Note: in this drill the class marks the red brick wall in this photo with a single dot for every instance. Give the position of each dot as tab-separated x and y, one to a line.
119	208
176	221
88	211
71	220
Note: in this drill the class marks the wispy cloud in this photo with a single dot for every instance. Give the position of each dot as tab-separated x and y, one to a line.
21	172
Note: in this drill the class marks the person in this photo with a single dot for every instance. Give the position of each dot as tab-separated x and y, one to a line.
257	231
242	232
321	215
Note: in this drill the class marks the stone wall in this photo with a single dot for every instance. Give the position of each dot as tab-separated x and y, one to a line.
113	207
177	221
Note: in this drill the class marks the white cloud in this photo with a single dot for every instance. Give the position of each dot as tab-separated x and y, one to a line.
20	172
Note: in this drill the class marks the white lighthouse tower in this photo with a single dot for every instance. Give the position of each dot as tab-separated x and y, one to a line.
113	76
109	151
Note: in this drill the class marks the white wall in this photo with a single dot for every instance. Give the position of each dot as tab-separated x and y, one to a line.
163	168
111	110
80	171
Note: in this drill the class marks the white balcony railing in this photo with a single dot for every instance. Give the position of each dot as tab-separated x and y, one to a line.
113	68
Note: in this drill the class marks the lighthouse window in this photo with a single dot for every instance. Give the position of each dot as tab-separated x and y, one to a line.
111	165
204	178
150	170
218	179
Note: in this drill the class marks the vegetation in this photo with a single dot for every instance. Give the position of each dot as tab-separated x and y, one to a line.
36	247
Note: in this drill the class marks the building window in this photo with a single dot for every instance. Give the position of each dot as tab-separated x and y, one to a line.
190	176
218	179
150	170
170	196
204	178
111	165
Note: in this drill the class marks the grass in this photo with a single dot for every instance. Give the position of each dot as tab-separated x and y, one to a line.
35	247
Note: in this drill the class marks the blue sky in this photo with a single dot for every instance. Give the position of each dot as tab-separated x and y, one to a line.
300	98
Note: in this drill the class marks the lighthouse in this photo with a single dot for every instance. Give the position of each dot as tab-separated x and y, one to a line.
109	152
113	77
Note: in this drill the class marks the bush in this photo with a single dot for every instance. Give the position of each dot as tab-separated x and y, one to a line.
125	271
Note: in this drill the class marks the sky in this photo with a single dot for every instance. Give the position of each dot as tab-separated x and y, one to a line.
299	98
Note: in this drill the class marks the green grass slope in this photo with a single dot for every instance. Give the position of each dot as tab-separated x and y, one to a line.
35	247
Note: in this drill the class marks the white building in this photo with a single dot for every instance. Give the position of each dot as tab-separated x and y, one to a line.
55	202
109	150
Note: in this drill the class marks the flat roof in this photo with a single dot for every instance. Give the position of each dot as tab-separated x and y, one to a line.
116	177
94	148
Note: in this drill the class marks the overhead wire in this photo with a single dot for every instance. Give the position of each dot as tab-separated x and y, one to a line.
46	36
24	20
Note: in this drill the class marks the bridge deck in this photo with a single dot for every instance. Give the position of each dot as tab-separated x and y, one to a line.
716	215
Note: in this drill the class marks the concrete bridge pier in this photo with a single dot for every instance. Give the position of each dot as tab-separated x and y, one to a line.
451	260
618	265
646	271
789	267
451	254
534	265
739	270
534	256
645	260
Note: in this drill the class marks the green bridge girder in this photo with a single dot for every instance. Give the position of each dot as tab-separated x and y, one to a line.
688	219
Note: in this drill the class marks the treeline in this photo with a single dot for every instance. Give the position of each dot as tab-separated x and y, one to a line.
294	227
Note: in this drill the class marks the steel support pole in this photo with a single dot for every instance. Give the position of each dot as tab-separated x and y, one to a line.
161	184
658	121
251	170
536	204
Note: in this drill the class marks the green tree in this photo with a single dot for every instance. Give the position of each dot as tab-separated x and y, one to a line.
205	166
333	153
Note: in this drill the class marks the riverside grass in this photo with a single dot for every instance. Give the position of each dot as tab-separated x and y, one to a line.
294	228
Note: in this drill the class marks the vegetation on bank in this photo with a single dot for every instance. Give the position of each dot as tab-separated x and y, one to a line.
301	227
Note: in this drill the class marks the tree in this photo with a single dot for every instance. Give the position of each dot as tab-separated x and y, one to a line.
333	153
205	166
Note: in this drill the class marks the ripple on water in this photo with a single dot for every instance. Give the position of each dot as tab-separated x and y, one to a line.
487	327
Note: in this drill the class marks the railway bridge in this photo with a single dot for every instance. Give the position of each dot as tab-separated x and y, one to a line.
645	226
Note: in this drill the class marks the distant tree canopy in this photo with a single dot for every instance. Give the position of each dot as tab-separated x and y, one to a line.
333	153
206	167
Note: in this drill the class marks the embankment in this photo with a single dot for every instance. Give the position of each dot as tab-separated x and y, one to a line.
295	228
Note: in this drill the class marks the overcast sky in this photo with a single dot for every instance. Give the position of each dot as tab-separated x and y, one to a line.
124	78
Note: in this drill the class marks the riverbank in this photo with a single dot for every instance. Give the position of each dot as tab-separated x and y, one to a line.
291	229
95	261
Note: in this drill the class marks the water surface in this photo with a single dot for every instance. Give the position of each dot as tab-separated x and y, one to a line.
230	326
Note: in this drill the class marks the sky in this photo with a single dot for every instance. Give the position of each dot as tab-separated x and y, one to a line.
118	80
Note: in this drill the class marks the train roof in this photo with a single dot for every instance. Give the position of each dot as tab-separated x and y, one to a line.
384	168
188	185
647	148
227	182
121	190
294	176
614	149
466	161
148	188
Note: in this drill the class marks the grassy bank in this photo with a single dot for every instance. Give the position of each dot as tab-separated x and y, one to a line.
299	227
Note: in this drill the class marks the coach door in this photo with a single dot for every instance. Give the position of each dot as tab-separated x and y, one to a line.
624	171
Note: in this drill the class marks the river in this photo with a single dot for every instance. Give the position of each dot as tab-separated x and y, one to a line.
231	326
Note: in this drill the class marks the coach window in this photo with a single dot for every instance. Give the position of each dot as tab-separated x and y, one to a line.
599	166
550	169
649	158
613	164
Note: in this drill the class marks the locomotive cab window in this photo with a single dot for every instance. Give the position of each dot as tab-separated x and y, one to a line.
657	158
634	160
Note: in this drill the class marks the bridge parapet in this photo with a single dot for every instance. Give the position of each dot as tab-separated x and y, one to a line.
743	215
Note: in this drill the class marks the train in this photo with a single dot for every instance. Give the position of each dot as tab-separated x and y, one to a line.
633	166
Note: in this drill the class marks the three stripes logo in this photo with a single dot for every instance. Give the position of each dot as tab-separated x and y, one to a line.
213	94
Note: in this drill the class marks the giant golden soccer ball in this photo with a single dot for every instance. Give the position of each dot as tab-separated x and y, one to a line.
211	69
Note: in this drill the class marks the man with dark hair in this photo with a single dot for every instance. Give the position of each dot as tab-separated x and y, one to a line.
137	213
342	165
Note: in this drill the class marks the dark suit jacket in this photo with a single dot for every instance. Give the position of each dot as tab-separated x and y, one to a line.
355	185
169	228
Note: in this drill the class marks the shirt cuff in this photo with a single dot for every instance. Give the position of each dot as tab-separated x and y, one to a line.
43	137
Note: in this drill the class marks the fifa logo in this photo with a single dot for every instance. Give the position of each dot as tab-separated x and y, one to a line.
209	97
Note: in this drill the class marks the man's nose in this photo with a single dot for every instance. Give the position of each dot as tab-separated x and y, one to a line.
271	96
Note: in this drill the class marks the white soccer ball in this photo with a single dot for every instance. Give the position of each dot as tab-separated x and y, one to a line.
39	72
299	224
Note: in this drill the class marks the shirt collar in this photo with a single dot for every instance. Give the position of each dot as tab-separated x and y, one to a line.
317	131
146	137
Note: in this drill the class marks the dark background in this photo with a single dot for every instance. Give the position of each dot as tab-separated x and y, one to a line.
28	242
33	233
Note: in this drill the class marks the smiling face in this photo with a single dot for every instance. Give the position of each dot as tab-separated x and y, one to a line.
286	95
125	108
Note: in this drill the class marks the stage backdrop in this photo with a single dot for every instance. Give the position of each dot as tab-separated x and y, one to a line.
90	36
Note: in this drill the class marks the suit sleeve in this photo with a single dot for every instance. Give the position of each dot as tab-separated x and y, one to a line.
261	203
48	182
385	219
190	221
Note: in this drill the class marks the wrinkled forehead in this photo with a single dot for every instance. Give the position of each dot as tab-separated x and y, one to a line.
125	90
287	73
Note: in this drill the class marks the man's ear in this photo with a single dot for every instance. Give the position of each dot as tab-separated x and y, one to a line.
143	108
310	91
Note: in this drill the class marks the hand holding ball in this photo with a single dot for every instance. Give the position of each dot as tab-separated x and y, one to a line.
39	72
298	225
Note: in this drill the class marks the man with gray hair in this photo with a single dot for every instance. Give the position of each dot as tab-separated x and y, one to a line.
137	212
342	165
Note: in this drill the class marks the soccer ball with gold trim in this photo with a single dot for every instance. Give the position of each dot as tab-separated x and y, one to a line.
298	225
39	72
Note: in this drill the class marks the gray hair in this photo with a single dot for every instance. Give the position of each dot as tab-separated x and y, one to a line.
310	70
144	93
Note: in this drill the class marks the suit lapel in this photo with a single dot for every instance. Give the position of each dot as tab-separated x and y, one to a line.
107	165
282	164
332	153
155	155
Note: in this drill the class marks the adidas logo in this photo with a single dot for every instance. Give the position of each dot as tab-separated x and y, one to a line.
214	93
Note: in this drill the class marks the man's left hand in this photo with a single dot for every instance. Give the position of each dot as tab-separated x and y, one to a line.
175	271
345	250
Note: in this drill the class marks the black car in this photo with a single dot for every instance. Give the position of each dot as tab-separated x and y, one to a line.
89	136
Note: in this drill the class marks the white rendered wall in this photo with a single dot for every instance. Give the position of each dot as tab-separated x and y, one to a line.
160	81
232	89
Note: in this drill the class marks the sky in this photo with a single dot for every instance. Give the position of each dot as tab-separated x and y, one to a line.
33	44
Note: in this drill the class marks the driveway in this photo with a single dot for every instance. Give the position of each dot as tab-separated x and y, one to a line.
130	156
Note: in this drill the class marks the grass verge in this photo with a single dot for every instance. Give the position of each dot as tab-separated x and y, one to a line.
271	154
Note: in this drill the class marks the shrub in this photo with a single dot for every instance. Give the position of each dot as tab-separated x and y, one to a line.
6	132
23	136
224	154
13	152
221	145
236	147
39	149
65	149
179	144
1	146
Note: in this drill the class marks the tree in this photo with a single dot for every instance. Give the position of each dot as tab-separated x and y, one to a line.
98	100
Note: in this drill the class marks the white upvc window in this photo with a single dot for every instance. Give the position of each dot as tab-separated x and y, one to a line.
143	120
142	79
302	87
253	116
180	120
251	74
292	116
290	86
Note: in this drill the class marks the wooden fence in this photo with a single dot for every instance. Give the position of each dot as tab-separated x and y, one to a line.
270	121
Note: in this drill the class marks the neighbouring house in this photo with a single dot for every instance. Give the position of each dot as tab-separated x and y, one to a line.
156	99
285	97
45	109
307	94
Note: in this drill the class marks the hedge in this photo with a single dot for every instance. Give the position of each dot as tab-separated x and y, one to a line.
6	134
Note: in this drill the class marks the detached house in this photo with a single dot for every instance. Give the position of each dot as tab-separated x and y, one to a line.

- _Requirement_: Precisely the line with "Note: in this drill the class marks the hedge" and the lines after it, up to the last line of the entries above, are to be reproduced, and nothing more.

- _Solution to this task_:
Note: in this drill the class marks the hedge in this photo with a single dot for every instance. Give the position of each dot as tab-separated x and y, one to a line.
6	134
Note: in this drill the class marks the detached house in this photo with a single dot for every instance. Give the position of each dot as tab-separated x and y, one to a line.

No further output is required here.